**Exercise objective:** Output exactly the line containing "Objective — for every instance of the white" and each line after it through the last line of the records, and nothing else.

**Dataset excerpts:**
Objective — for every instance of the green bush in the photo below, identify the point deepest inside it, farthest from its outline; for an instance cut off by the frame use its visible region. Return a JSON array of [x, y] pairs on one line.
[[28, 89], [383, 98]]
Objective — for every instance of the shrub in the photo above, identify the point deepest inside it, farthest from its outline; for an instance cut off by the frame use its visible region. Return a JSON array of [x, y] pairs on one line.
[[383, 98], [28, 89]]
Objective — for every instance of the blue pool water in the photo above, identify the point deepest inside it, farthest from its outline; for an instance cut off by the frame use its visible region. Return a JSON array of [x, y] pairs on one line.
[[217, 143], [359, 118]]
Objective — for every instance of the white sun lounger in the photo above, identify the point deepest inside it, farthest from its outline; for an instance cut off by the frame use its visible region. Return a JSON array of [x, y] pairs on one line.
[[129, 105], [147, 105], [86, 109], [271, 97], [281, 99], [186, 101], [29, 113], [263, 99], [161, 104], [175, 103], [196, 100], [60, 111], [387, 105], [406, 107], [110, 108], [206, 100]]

**Answer for this exercise:**
Objective — for every instance of the white sun lounger in the photo above, identify the point deepest inside it, farthest from its outline; for an instance cut off by the frame use its visible region. Return a JSON array of [x, y] pairs on one line.
[[129, 105], [147, 105], [86, 109], [271, 97], [281, 99], [186, 101], [29, 113], [263, 99], [161, 104], [175, 103], [196, 100], [60, 111], [387, 105], [406, 107], [110, 108], [206, 100]]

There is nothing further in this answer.